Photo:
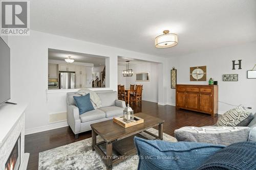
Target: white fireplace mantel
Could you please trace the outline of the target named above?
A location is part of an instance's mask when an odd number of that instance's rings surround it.
[[[20,135],[20,164],[19,169],[26,169],[29,154],[24,153],[25,113],[27,104],[0,106],[0,169],[5,163]]]

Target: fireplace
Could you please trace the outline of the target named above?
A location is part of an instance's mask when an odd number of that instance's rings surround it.
[[[5,170],[17,170],[20,164],[20,135],[13,147],[5,164]]]

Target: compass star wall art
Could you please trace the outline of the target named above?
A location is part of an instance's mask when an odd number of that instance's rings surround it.
[[[190,81],[206,81],[206,66],[190,67]]]

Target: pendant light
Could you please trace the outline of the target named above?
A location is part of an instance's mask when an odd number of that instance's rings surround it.
[[[65,59],[65,61],[67,62],[67,63],[72,63],[74,61],[75,61],[75,60],[71,59],[71,57],[70,57],[70,56],[68,56],[68,57],[69,57],[69,58],[66,58]]]
[[[123,77],[132,77],[133,75],[133,72],[132,69],[129,69],[130,66],[130,61],[125,61],[126,65],[126,69],[123,70]]]
[[[169,33],[169,30],[163,31],[163,34],[160,35],[155,39],[155,45],[159,48],[165,48],[178,44],[178,37],[176,34]]]

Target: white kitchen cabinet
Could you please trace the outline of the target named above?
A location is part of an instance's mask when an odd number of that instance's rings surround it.
[[[76,65],[76,74],[85,75],[86,66],[82,65]]]
[[[76,71],[75,65],[68,64],[68,71]]]
[[[75,72],[76,71],[76,65],[62,64],[59,64],[59,71]]]
[[[48,64],[48,78],[58,78],[58,64]]]
[[[67,64],[59,64],[59,71],[67,71]]]

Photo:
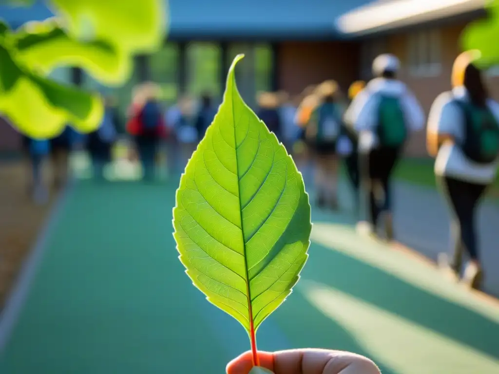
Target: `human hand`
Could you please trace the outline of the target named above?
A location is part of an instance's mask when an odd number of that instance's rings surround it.
[[[260,352],[258,356],[260,367],[275,374],[381,374],[369,359],[341,351],[297,349]],[[251,353],[247,352],[229,363],[227,374],[249,374],[252,367]]]

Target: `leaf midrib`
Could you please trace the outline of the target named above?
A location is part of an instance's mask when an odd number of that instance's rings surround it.
[[[231,101],[232,102],[232,120],[234,123],[234,152],[236,153],[236,170],[237,171],[238,174],[239,174],[239,162],[238,160],[238,147],[237,144],[237,137],[236,137],[236,113],[234,112],[234,94],[235,91],[239,94],[239,92],[238,91],[237,87],[236,85],[236,66],[233,67],[232,71],[232,85],[231,87],[232,89],[232,92],[231,93]],[[248,131],[250,131],[250,121],[248,121]],[[246,140],[246,136],[245,137]],[[259,136],[258,137],[258,139],[259,140]],[[242,144],[242,143],[241,143]],[[239,200],[239,218],[240,222],[241,222],[241,240],[243,241],[243,250],[244,253],[244,258],[245,259],[245,273],[246,275],[246,279],[245,281],[246,282],[246,298],[248,301],[248,321],[250,323],[250,330],[253,329],[254,321],[253,320],[253,310],[251,307],[251,292],[250,290],[250,270],[248,269],[248,256],[246,255],[246,243],[245,242],[245,231],[244,227],[243,224],[243,209],[241,207],[242,206],[242,203],[241,201],[241,181],[239,178],[238,178],[238,199]]]

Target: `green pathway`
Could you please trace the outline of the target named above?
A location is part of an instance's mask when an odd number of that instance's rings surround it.
[[[204,300],[177,258],[176,187],[76,185],[0,373],[220,374],[249,348],[243,328]],[[302,280],[262,325],[261,349],[353,351],[392,374],[499,373],[499,307],[357,237],[344,217],[313,218]]]

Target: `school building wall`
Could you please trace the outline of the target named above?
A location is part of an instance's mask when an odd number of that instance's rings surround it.
[[[277,48],[278,88],[291,95],[327,79],[336,80],[346,92],[358,79],[358,42],[284,42]]]
[[[399,77],[414,92],[427,116],[436,97],[451,89],[452,65],[462,51],[459,39],[466,24],[460,22],[397,33],[364,42],[378,45],[384,49],[381,52],[393,53],[400,59],[402,68]],[[495,74],[494,70],[485,74],[486,82],[491,96],[499,99],[499,75]],[[407,155],[427,157],[426,131],[421,132],[411,140]]]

What you should do >> Copy every one of the entries above word for word, leaving out the pictures.

Result below >>
Photo:
Target: white fireplace mantel
Could you please trace the outline of the target named above?
A location is part of an instance's mask when an odd number of that instance's rings surround it.
[[[20,135],[20,164],[19,169],[26,169],[29,154],[24,153],[25,113],[27,104],[0,106],[0,169],[5,163]]]

Target: fireplace
Could you please trace the outline of the target named above?
A location is part of an instance's mask when an odd number of that instance's rings surround it.
[[[5,170],[17,170],[20,164],[20,135],[13,147],[5,164]]]

Target: compass star wall art
Could you please trace the outline of the target named above?
A location is part of an instance's mask when an odd number of that instance's rings surround it.
[[[190,81],[206,81],[206,66],[190,67]]]

Target: pendant light
Could you please trace the outline of the target named above?
A location is part of an instance's mask when an odd number of that instance's rings surround it.
[[[65,59],[65,61],[67,62],[67,63],[72,63],[74,61],[75,61],[75,60],[71,59],[71,57],[70,57],[70,56],[68,56],[68,57],[69,57],[69,58],[66,58]]]
[[[123,77],[132,77],[133,75],[133,72],[132,69],[129,69],[130,66],[130,61],[125,61],[126,65],[126,69],[123,70]]]
[[[169,33],[169,30],[163,31],[163,34],[160,35],[155,39],[155,45],[159,48],[165,48],[178,44],[178,37],[176,34]]]

Target: white kitchen cabinet
Could you please trace the outline of the target named above?
A location is part of an instance's mask when an odd number of that instance's rings surround it.
[[[76,65],[76,74],[85,75],[86,66],[82,65]]]
[[[76,71],[75,65],[68,64],[68,71]]]
[[[75,72],[76,71],[76,65],[62,64],[59,64],[59,71]]]
[[[48,64],[48,78],[58,78],[58,64]]]
[[[67,64],[59,64],[59,71],[67,71]]]

Photo:
Target: `human hand`
Could you please trace the outline of the target named above?
A location is part of an instance's mask when an odd number of that instance's rings surround it.
[[[260,352],[258,356],[260,367],[275,374],[381,374],[369,359],[341,351],[297,349]],[[251,353],[247,352],[229,363],[227,374],[249,374],[252,367]]]

Target: `leaf midrib`
Could you please trace the outline of the target named above?
A location is part of an instance's mask when an odd number of that instance's rings surround it.
[[[231,101],[232,102],[232,120],[234,123],[234,152],[236,153],[236,170],[237,171],[238,174],[239,174],[239,162],[238,160],[238,147],[237,144],[237,137],[236,137],[236,113],[234,112],[234,94],[235,91],[239,94],[239,92],[238,91],[237,87],[236,85],[236,66],[233,67],[232,71],[232,85],[231,87],[232,89],[232,92],[231,93]],[[248,131],[250,131],[250,121],[248,121]],[[246,140],[246,136],[245,137]],[[259,136],[258,137],[258,139],[259,140]],[[242,144],[242,143],[241,143]],[[239,200],[239,218],[240,222],[241,222],[241,240],[243,241],[243,250],[244,253],[244,258],[245,259],[245,273],[246,275],[246,279],[245,281],[246,282],[246,298],[248,301],[248,321],[250,323],[250,330],[253,329],[254,321],[253,320],[253,310],[251,307],[251,292],[250,290],[250,270],[248,269],[248,256],[246,255],[246,243],[245,242],[245,231],[244,227],[243,224],[243,209],[241,207],[242,206],[242,203],[241,201],[241,181],[239,178],[238,178],[238,199]]]

Target: `green pathway`
Could you please trace the outline of the target named above?
A location is part of an instance's mask when an odd number of that instance's rings surround it.
[[[204,300],[177,258],[176,187],[76,185],[0,373],[220,374],[249,348],[243,328]],[[302,280],[262,325],[261,349],[353,351],[392,374],[499,373],[499,307],[357,237],[344,217],[313,218]]]

Target: `school building wall`
Could you please trace the outline of the target named above?
A location is part of an instance's mask when an odd number of that instance's rings surround it.
[[[277,48],[278,88],[291,95],[327,79],[336,80],[346,92],[358,79],[358,42],[284,42]]]
[[[399,77],[414,92],[427,116],[436,97],[451,89],[452,65],[462,51],[459,39],[466,24],[460,22],[397,33],[364,42],[378,45],[384,49],[381,52],[393,53],[400,59],[402,68]],[[495,74],[494,70],[485,74],[486,82],[491,96],[499,99],[499,75]],[[407,155],[427,157],[426,131],[421,132],[411,140]]]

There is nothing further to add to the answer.